_WRITTEN INSTRUCTION 1_
In the summary of the Rotterdam whip copyright case, why did the judge find that the Plaintiff is the maker of the whip handle? Answer in one to three sentences.

The case involved a commercial dispute between two Rotterdam-based companies that produce erotic products. The Defendant previously had an agreement with the plaintiff to manufacture a whip and subsequently decided to source these from another company. The Plaintiff alleged that they designed the original whip and therefore continued manufacture of this product amounted to intellectual property infringement.
The Court of Rotterdam ruled that the conditions of Article 6 of the Dutch Copyright Act (DCA) were not met and required the defendant to:
Learn more about the case and see the full Court ruling below.
Plaintiff is a Rotterdam company (wholesale and retail) specialized in erotic products such as whips. The Defendant is O-Products B.V, a wholesaler of erotic products. In the past, the defendant had ordered the Plaintiff to have a certain whip manufactured, and subsequently decided to source these from another company. The Plaintiff claimed that they originally designed the whip and alleged therefore that the manufacture of this product by another party was unauthorized and amounted to intellectual property infringement.
The judge was asked to form an opinion in particular on the handle of the whips. The following questions were asked:
(1) is the handle of Plaintiff's whips a work within the meaning of the Copyright Act?
(2) if that answer is in the affirmative, who should be considered the maker?
Article 6 of the Dutch Copyright Act (DCA) provides that if a work has been created according to a design by another person and under his direction and supervision, this person is regarded as the maker of that work.
The judge ruled that the handle of the whip has its own original character and bears the personal stamp of the maker and is therefore a work that is protected by copyright. Plaintiff is the maker, because she had already designed the products before the parties came into contact with each other. Subsequently, the defendant submitted the defense that this was a design commissioned by the defendant, based on the abovementioned article 6 DCA, and that on that basis the copyright rests with him. O-Products had not sufficiently demonstrated at the Court hearing what his design consisted of.

Dataset records on where objects are located
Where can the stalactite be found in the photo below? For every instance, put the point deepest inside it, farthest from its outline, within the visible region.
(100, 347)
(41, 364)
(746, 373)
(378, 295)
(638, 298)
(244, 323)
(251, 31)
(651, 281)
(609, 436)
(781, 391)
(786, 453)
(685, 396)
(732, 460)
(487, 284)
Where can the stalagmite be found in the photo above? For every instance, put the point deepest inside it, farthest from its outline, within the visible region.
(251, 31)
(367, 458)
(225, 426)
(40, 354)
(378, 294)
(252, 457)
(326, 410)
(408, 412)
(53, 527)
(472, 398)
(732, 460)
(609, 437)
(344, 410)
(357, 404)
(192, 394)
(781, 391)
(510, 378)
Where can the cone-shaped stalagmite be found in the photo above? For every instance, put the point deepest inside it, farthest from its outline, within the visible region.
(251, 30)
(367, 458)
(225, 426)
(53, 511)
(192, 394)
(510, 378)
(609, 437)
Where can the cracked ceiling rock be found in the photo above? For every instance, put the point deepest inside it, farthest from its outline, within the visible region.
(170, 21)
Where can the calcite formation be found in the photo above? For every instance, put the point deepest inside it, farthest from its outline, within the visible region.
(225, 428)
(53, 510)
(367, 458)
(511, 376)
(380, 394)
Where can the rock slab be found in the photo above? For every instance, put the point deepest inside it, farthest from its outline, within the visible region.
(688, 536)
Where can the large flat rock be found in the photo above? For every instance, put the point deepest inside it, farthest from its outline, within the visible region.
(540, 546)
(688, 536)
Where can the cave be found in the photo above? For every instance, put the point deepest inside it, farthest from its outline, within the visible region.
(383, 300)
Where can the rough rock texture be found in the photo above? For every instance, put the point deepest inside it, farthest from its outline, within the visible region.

_WRITTEN INSTRUCTION 2_
Turn every line of the object-location records into a numbered list, leaving out any blank lines.

_EXERCISE OUTPUT 1_
The judge found the Plaintiff to be the maker because she had already designed the products before the parties came into contact with each other.

_EXERCISE OUTPUT 2_
1. Where can the stalactite be found in the photo below? For every instance, put the point deepest inside it, farthest from its outline, within the visible region.
2. (100, 347)
3. (41, 364)
4. (746, 373)
5. (378, 295)
6. (638, 298)
7. (244, 323)
8. (251, 31)
9. (651, 281)
10. (609, 436)
11. (781, 391)
12. (786, 453)
13. (685, 396)
14. (732, 460)
15. (487, 284)
16. Where can the stalagmite be found in the photo above? For every instance, put the point deepest inside it, farthest from its outline, within the visible region.
17. (251, 31)
18. (367, 458)
19. (225, 426)
20. (40, 354)
21. (378, 294)
22. (252, 457)
23. (326, 410)
24. (408, 412)
25. (53, 527)
26. (472, 398)
27. (732, 460)
28. (609, 437)
29. (344, 410)
30. (357, 404)
31. (192, 394)
32. (781, 391)
33. (510, 378)
34. Where can the cone-shaped stalagmite be found in the photo above? For every instance, put the point deepest inside it, farthest from its outline, within the visible region.
35. (251, 30)
36. (367, 458)
37. (225, 426)
38. (53, 511)
39. (192, 394)
40. (510, 378)
41. (609, 437)
42. Where can the cracked ceiling rock be found in the photo above? For every instance, put the point deepest inside it, farthest from its outline, within the visible region.
43. (170, 21)
44. Where can the calcite formation be found in the photo above? For every instance, put the point deepest inside it, farthest from its outline, within the visible region.
45. (225, 428)
46. (53, 510)
47. (367, 458)
48. (511, 376)
49. (380, 394)
50. Where can the rock slab be found in the photo above? For every instance, put the point deepest inside it, farthest from its outline, within the visible region.
51. (688, 536)
52. Where can the large flat rock be found in the photo above? For every instance, put the point deepest inside it, farthest from its outline, within the visible region.
53. (540, 546)
54. (688, 536)
55. Where can the cave be found in the photo above? For every instance, put the point deepest inside it, farthest from its outline, within the visible region.
56. (383, 300)
57. Where can the rough rock texture be found in the photo above? For every instance, put the point deepest inside it, farthest from its outline, within the visible region.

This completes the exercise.